TASK DETAILS
According to the essay on money in politics below, how large was the Medicaid funding cut in the American Health Care Act?

SELECTED TEXT
■ ■ ■ ■ ■ ■ ■

By Tom Frazier
As a registered lobbyist for almost 27 years and an unpaid, volunteer lobbyist for the last seven years, I have witnessed some major political changes, most of them not good.
One such change is obvious and that is the ever increasing influence of money in political decision-making. This influence was growing already when I retired at the end of 2009, but then the Supreme Court ruling in January 2010 in the Citizens United decision opened the floodgates for that influence. This 5-4 decision said that money was free speech and allowed for-profit corporations, non-profit corporations and unions to spend unlimited amounts of money on political campaigns, including ads favoring one candidate over another.
The recent attempt by Speaker Paul Ryan and President Trump to pass the repeal and replacement of the Affordable Care Act (aka “Obamacare”) is an example of how bad the influence of money has become. The replacement, the American Health Care Act, contained a $1 trillion tax cut, primarily for the benefit of the wealthy, funded largely by a cut of $880 billion in Medicaid funding. This was an intentional strategy on the part of Ryan to make it easier to provide even larger tax cuts to businesses when Congress and the President moved on to tax reform. In an interview with Fox Business News on March 15, 2017, Ryan said:
“A trillion dollars…that’s 10 percentage points on rates for businesses. It takes the corporate rate from 35 to 20 [%]. That’s why doing this [health care] first makes tax reform that much easier to accomplish.”Providing large tax cuts to those who don’t need them at the expense of huge cuts in health care for the most vulnerable (elderly, disabled, and children) is, I believe, cynical bordering on unconscionable.

■ ■ ■ ■ ■ ■ ■

EXTRACTED ENTRIES
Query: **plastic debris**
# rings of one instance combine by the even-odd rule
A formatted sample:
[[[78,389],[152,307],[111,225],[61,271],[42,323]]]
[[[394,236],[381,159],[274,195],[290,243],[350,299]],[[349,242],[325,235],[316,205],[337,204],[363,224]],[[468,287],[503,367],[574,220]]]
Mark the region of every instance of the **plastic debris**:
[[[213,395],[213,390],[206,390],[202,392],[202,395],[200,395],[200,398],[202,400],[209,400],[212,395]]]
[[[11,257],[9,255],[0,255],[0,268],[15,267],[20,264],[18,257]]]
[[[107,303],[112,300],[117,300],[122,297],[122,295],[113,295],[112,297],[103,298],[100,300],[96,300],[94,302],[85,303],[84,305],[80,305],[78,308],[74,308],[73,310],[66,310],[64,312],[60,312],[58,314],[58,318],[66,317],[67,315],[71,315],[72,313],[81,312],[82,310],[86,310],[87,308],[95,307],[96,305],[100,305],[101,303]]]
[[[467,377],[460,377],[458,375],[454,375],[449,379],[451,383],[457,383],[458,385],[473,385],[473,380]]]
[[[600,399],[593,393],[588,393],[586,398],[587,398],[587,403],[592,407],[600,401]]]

■ ■ ■ ■ ■ ■ ■

RESPONSE BOX
$880 billion